Problem description: Would you set down the lines running from the one that holds "# provide one point per instance of the red eye" to the final line of the listing, both included, exactly and with no others?

================

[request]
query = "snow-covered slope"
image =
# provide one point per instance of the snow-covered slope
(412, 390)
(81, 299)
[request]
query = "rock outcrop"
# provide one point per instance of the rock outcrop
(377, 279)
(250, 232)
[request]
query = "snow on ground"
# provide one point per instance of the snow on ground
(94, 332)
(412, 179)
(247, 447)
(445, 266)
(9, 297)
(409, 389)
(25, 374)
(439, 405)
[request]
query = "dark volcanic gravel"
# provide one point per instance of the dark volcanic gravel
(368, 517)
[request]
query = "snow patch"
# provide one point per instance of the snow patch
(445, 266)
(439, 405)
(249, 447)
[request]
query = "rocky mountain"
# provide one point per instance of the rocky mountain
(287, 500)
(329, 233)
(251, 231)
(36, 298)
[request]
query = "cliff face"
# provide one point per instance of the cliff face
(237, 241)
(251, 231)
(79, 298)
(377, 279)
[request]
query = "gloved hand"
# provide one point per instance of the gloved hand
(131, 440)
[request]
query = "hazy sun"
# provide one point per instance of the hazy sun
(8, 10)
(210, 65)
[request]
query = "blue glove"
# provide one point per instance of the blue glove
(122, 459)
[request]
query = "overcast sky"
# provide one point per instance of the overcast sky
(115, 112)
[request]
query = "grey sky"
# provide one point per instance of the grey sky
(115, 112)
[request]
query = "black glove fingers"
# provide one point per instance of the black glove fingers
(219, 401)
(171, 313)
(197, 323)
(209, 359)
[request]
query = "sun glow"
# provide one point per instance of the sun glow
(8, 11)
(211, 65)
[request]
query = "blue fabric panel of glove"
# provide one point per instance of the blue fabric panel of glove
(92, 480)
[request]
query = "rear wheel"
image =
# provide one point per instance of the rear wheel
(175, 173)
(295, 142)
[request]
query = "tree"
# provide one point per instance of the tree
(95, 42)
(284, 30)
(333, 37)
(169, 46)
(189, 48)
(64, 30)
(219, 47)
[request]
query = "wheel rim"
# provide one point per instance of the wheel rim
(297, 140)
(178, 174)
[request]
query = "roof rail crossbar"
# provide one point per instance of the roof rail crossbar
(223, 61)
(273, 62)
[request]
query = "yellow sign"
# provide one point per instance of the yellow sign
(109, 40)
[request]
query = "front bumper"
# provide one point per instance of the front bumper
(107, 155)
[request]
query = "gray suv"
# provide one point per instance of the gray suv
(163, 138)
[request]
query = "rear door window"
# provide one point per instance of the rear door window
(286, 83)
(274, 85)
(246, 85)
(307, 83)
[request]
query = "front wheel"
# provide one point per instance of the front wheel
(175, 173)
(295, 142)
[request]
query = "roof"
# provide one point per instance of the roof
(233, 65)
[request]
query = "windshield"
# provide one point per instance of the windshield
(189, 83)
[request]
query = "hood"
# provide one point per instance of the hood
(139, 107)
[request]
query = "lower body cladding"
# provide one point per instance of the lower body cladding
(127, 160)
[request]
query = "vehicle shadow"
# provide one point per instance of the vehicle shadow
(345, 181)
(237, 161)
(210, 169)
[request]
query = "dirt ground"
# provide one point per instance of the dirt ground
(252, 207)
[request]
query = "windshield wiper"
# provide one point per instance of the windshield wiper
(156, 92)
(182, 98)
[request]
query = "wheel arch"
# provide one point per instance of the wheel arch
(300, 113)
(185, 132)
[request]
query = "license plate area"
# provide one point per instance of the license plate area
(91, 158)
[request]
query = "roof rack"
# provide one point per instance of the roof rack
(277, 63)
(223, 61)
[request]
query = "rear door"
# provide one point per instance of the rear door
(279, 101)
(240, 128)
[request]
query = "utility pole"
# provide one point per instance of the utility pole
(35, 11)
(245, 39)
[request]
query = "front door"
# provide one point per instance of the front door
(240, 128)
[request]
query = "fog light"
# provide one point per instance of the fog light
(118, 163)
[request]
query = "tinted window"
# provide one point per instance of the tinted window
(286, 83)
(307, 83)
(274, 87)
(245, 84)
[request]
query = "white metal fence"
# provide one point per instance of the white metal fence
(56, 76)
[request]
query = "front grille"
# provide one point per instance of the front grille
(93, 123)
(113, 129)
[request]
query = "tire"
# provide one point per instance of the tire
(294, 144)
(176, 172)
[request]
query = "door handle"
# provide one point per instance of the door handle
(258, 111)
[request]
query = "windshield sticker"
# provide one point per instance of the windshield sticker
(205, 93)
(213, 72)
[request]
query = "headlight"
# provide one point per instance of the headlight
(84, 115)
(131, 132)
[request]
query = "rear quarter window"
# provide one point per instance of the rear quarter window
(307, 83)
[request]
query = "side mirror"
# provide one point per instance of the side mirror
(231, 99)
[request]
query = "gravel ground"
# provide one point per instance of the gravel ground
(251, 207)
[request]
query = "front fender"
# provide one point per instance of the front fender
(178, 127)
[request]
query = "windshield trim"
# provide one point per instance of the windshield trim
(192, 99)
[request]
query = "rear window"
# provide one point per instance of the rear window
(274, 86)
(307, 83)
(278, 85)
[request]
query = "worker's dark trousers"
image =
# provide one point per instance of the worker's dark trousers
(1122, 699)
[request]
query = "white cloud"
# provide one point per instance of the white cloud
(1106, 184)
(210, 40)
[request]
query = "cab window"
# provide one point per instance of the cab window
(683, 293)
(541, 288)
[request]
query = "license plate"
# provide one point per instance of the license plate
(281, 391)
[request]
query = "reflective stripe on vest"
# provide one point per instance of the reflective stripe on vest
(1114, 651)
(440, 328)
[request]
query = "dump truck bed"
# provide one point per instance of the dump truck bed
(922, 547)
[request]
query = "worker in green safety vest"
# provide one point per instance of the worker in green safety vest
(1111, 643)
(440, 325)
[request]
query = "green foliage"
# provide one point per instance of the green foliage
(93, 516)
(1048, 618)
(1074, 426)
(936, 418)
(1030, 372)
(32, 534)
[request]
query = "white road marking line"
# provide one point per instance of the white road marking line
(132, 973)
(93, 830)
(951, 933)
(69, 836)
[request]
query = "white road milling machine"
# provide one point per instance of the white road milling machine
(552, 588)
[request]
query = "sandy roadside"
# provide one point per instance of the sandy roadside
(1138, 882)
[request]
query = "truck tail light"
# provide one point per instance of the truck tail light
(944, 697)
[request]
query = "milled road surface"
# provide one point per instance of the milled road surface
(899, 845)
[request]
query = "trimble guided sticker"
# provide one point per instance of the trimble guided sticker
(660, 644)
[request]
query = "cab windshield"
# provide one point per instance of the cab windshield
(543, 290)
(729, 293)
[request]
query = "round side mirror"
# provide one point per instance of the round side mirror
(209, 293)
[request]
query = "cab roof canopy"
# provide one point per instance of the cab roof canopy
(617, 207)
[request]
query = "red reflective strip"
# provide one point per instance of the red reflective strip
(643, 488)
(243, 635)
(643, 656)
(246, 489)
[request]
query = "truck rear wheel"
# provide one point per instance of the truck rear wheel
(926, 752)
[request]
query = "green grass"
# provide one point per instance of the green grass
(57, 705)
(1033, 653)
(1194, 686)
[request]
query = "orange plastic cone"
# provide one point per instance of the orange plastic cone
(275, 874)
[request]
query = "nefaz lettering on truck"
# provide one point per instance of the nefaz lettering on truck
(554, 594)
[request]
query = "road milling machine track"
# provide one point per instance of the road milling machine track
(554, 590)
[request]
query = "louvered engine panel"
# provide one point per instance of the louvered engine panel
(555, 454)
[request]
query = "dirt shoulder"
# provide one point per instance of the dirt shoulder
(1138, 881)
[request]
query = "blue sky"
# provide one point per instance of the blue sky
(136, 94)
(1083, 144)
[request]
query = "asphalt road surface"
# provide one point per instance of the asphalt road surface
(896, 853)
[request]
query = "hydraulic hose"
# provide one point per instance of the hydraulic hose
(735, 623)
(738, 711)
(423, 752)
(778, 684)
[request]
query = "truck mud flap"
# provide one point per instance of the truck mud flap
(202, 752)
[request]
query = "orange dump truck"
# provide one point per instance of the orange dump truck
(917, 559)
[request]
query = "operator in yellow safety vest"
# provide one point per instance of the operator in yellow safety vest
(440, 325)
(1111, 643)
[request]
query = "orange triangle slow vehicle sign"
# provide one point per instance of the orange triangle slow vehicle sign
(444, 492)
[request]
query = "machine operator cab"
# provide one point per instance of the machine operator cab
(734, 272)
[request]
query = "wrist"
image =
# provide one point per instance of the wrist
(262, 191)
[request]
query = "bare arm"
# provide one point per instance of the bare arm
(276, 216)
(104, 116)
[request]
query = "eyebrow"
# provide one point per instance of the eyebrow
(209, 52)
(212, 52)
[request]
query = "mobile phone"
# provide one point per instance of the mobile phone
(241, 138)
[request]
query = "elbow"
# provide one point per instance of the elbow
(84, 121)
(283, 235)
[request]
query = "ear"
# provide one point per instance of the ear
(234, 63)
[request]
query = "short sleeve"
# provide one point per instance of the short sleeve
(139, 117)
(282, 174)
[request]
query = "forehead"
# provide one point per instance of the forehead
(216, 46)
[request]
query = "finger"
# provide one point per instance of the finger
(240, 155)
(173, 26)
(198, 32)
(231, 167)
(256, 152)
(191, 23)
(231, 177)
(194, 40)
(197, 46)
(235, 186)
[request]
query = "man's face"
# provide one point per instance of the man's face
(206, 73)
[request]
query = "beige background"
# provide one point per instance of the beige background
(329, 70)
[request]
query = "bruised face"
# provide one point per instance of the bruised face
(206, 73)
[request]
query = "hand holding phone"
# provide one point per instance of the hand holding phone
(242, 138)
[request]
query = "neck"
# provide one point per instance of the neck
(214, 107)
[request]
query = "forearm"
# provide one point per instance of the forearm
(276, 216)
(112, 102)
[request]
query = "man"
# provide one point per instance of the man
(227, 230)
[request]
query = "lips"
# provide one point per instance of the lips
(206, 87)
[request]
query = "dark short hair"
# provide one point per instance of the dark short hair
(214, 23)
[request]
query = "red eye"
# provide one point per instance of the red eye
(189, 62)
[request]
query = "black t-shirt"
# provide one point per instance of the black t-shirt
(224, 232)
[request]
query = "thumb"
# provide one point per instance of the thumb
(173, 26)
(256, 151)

================

Task solution:
# provide one point per instance of the red eye
(189, 62)
[request]
query = "black t-shirt"
# provide one point per instance of the black t-shirt
(224, 232)
[request]
query = "thumb"
# provide one point per instance of the thumb
(173, 26)
(256, 151)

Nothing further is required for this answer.